## Trecho exibido:
---

Vida que segue. Em 1957, meu padrasto foi nomeado engenheiro-chefe da Comissão de Construções em Brasília do antigo Instituto dos Bancários, o IAPB. Velho amigo do engenheiro Juca Chaves – José Ferreira de Castro Chaves -, um mineiro que reunia outros amigos nos finais de tarde para um drink festivo – hoje se chama happy hour – no bar de sua propriedade, o Juca’s Bar, no Hotel Ambassador, centro do Rio.

Ali rolava o mais puro scotch, que chamavam néctar dos deuses. Todos, amigos do peito do presidente Juscelino Kubitschek e que apoiavam a construção de Brasília. Era de onde saiam idéias de projetos, ordens e contra-ordens para a construção da capital. Nascia igualmente no ar refrigerado do Juca’s Bar a escolha dos membros que comporiam o escalão principal para ajudar Israel Pinheiro a comandar o grande desafio da construção da nova capital.

---

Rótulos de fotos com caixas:
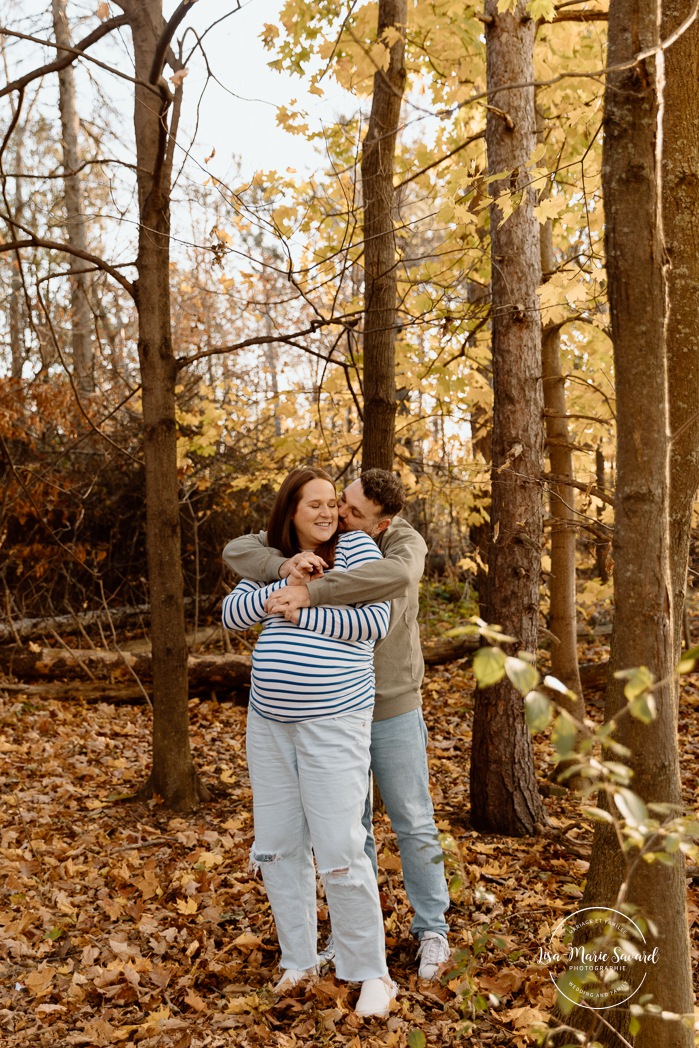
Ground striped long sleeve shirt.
[222,531,390,721]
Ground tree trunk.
[541,220,585,720]
[661,0,699,660]
[51,0,94,393]
[121,0,207,810]
[362,0,408,470]
[584,0,693,1048]
[471,0,545,835]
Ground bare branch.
[175,310,362,370]
[0,15,153,99]
[0,224,136,300]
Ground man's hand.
[264,583,310,626]
[279,553,328,586]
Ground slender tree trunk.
[471,0,545,835]
[51,0,94,393]
[594,444,609,583]
[541,221,585,720]
[585,0,693,1048]
[122,0,207,810]
[362,0,408,470]
[661,0,699,659]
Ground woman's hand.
[264,583,310,626]
[279,552,328,586]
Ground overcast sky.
[185,0,356,177]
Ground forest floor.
[0,607,699,1048]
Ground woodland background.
[0,0,699,1048]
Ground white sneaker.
[318,932,335,964]
[354,976,398,1019]
[275,967,318,994]
[417,932,452,979]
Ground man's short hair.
[359,470,406,517]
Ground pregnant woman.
[223,466,396,1016]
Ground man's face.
[337,480,391,539]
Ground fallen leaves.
[0,637,699,1048]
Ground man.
[223,470,450,979]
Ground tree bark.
[541,220,585,720]
[362,0,408,470]
[471,0,545,836]
[581,0,693,1048]
[119,0,207,810]
[661,0,699,660]
[51,0,94,393]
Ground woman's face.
[291,477,337,549]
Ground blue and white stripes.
[222,531,390,721]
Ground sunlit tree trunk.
[119,0,206,809]
[51,0,94,393]
[362,0,408,470]
[541,220,585,719]
[661,0,699,659]
[471,0,545,835]
[585,0,696,1048]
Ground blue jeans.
[247,708,388,982]
[364,709,450,939]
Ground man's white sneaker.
[275,967,318,994]
[417,932,452,979]
[354,976,398,1019]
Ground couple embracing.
[223,466,449,1017]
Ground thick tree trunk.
[51,0,94,393]
[471,0,545,835]
[122,0,206,810]
[362,0,408,470]
[541,221,585,720]
[585,0,693,1048]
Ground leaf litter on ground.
[0,628,699,1048]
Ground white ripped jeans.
[247,708,388,982]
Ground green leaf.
[505,655,541,695]
[474,648,505,687]
[524,691,552,733]
[408,1028,428,1048]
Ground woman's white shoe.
[275,967,318,994]
[354,976,398,1019]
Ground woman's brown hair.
[267,465,338,567]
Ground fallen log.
[0,680,248,706]
[0,645,250,691]
[0,596,210,645]
[422,634,480,665]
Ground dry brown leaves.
[0,649,699,1048]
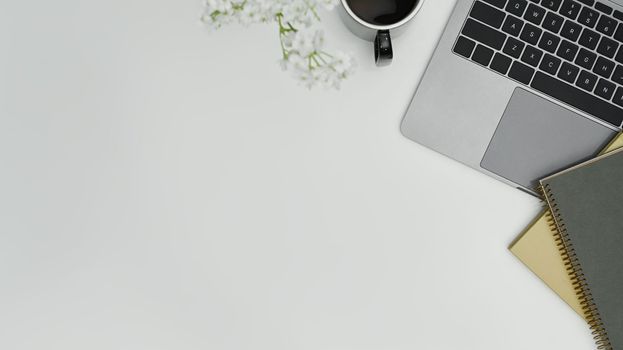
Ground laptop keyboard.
[453,0,623,128]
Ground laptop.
[401,0,623,194]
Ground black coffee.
[346,0,421,26]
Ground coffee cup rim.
[340,0,424,30]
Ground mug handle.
[374,30,394,67]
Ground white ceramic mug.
[340,0,424,66]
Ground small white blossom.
[202,0,355,88]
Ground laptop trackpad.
[480,88,615,188]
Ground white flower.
[202,0,354,88]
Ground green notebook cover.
[541,150,623,350]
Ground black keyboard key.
[595,16,618,35]
[506,0,528,17]
[560,0,581,19]
[472,45,493,66]
[539,32,560,53]
[575,70,597,91]
[595,79,616,100]
[578,7,599,28]
[524,4,545,25]
[611,65,623,85]
[612,86,623,107]
[541,0,562,11]
[485,0,506,9]
[595,2,612,15]
[597,37,619,58]
[558,62,580,84]
[502,15,523,36]
[539,54,562,75]
[502,37,526,58]
[560,21,582,41]
[575,49,597,70]
[508,61,534,84]
[491,52,512,74]
[463,18,506,50]
[521,46,543,67]
[520,23,543,45]
[614,23,623,42]
[556,40,580,61]
[530,72,623,126]
[614,46,623,63]
[578,29,601,50]
[543,11,565,33]
[454,36,476,58]
[469,1,506,28]
[593,56,615,79]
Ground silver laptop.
[401,0,623,194]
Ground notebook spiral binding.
[540,184,613,350]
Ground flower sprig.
[202,0,354,88]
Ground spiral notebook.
[540,149,623,350]
[509,133,623,316]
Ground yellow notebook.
[509,133,623,317]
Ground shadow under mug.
[339,0,424,66]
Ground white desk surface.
[0,0,593,350]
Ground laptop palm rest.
[480,88,615,189]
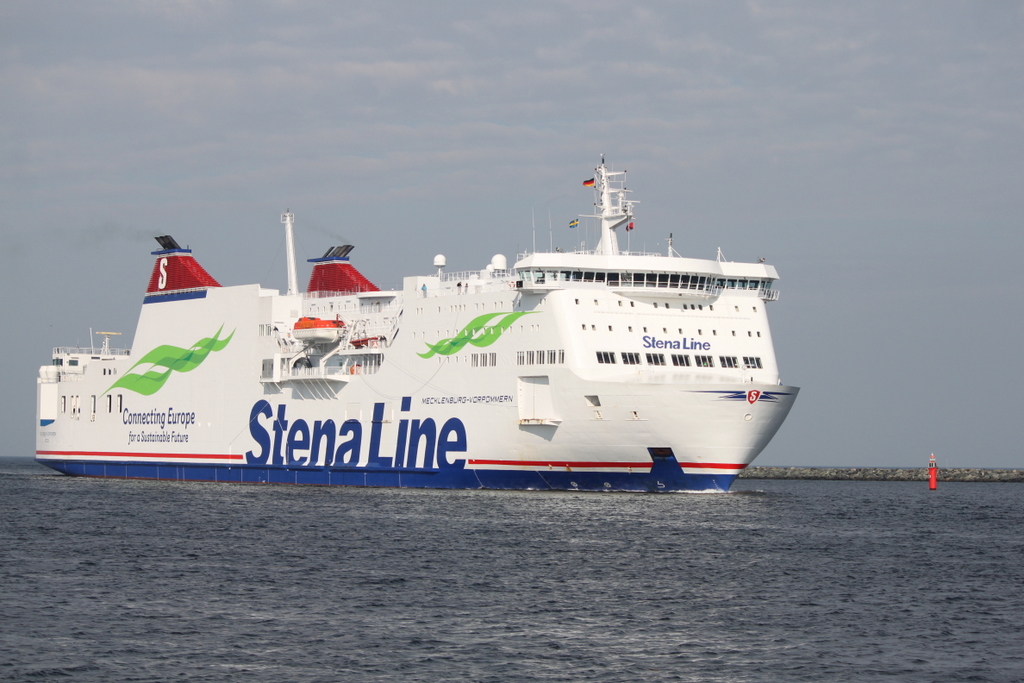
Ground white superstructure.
[37,160,799,490]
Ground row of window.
[515,348,565,366]
[60,393,124,420]
[583,324,761,337]
[573,299,716,313]
[597,351,764,370]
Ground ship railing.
[53,346,131,356]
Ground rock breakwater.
[739,467,1024,482]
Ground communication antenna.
[281,209,299,296]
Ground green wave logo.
[418,310,536,358]
[103,325,234,396]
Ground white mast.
[281,209,299,296]
[594,156,639,255]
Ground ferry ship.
[36,158,799,492]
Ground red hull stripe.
[679,463,746,470]
[36,451,244,460]
[469,459,653,469]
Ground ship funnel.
[145,234,220,303]
[306,245,380,296]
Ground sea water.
[0,459,1024,682]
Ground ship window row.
[519,270,772,292]
[581,323,761,337]
[516,348,565,366]
[597,351,763,370]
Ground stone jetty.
[739,467,1024,482]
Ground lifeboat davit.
[292,317,345,343]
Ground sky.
[0,0,1024,468]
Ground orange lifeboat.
[292,317,345,343]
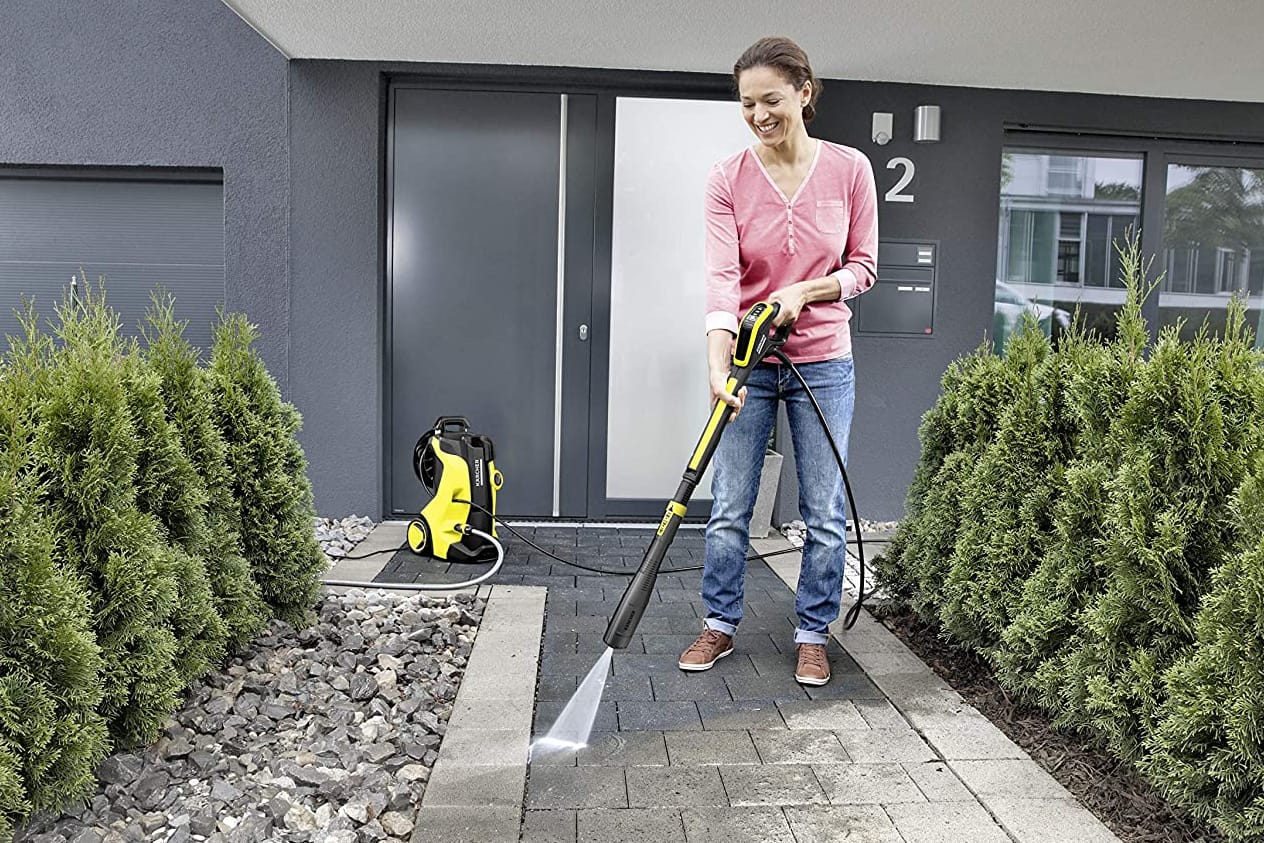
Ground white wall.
[605,97,752,499]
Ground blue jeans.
[703,356,856,643]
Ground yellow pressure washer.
[408,416,504,562]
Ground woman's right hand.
[710,369,746,418]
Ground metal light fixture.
[913,105,939,143]
[870,111,895,147]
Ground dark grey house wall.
[9,6,1264,518]
[291,61,1264,519]
[289,61,384,528]
[0,0,291,381]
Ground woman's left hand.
[769,283,808,327]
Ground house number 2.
[885,157,918,202]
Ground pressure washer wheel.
[408,517,434,556]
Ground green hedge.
[0,283,324,839]
[877,241,1264,840]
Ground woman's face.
[737,67,811,147]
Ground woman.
[680,38,877,685]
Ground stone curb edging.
[755,538,1119,843]
[412,585,546,843]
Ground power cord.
[341,500,891,614]
[325,525,504,591]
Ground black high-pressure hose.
[603,302,865,650]
[338,302,868,631]
[772,349,865,629]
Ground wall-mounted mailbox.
[851,240,939,336]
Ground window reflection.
[1159,164,1264,345]
[992,148,1141,351]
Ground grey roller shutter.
[0,173,224,349]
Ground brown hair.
[733,37,823,123]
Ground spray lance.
[604,302,790,650]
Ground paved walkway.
[341,525,1117,843]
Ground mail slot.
[851,240,939,336]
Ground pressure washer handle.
[603,302,790,650]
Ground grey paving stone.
[527,736,576,770]
[805,672,886,700]
[948,760,1069,803]
[852,699,913,729]
[527,766,626,809]
[422,753,527,808]
[733,628,793,656]
[602,675,653,701]
[724,676,808,700]
[575,631,619,655]
[535,700,619,736]
[777,700,868,731]
[440,719,527,767]
[540,651,597,676]
[540,632,579,653]
[579,808,685,843]
[698,700,786,731]
[412,805,522,843]
[813,763,927,805]
[886,801,1010,843]
[837,728,939,763]
[612,652,687,676]
[751,652,796,676]
[909,708,1028,761]
[987,799,1119,843]
[641,632,698,656]
[785,805,905,843]
[545,613,611,636]
[536,675,579,701]
[680,808,795,843]
[618,700,703,732]
[578,732,667,767]
[751,729,851,763]
[616,599,703,619]
[522,810,575,843]
[902,761,975,803]
[719,765,827,808]
[626,767,728,808]
[637,616,702,636]
[651,669,733,701]
[447,695,532,733]
[458,672,536,709]
[662,731,760,766]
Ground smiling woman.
[679,38,877,685]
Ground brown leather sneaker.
[678,627,733,670]
[794,645,829,685]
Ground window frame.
[996,130,1264,340]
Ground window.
[992,147,1141,351]
[0,169,224,349]
[1159,164,1264,343]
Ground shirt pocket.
[817,198,847,234]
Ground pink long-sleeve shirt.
[707,140,877,363]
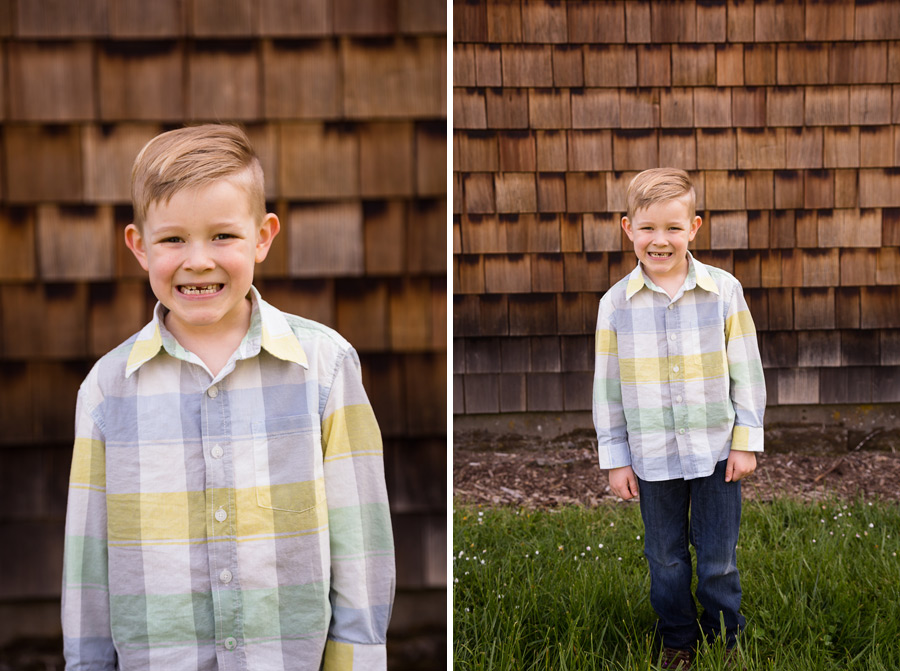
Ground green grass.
[453,500,900,671]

---

## Sobre a tarefa:
Transcreva a parte do trecho exibido que vai de "Vida que segue." até "da nova capital.", incluindo esses dois pontos. Os dados são um material à parte, independente do trecho.

## Resposta correta:
Vida que segue. Em 1957, meu padrasto foi nomeado engenheiro-chefe da Comissão de Construções em Brasília do antigo Instituto dos Bancários, o IAPB. Velho amigo do engenheiro Juca Chaves – José Ferreira de Castro Chaves -, um mineiro que reunia outros amigos nos finais de tarde para um drink festivo – hoje se chama happy hour – no bar de sua propriedade, o Juca’s Bar, no Hotel Ambassador, centro do Rio.

Ali rolava o mais puro scotch, que chamavam néctar dos deuses. Todos, amigos do peito do presidente Juscelino Kubitschek e que apoiavam a construção de Brasília. Era de onde saiam idéias de projetos, ordens e contra-ordens para a construção da capital. Nascia igualmente no ar refrigerado do Juca’s Bar a escolha dos membros que comporiam o escalão principal para ajudar Israel Pinheiro a comandar o grande desafio da construção da nova capital.